ROWS:
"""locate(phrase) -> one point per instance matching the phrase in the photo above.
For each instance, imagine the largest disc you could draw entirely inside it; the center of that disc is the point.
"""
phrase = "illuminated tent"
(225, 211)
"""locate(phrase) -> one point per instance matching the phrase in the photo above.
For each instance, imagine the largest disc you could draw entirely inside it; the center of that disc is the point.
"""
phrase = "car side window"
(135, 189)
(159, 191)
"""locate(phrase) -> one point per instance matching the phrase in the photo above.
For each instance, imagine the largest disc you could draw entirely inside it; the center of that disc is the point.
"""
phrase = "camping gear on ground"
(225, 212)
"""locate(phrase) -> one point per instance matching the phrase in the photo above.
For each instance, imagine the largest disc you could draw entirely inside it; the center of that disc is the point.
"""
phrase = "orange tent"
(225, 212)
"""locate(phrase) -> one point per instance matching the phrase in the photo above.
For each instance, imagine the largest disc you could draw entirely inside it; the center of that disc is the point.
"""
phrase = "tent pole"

EXERCISE INSTRUCTIONS: Collect every line of the data above that contains the string "tent", copying each one in full.

WRITTEN SOLUTION:
phrase = "illuminated tent"
phrase = "orange tent"
phrase = "tent pole"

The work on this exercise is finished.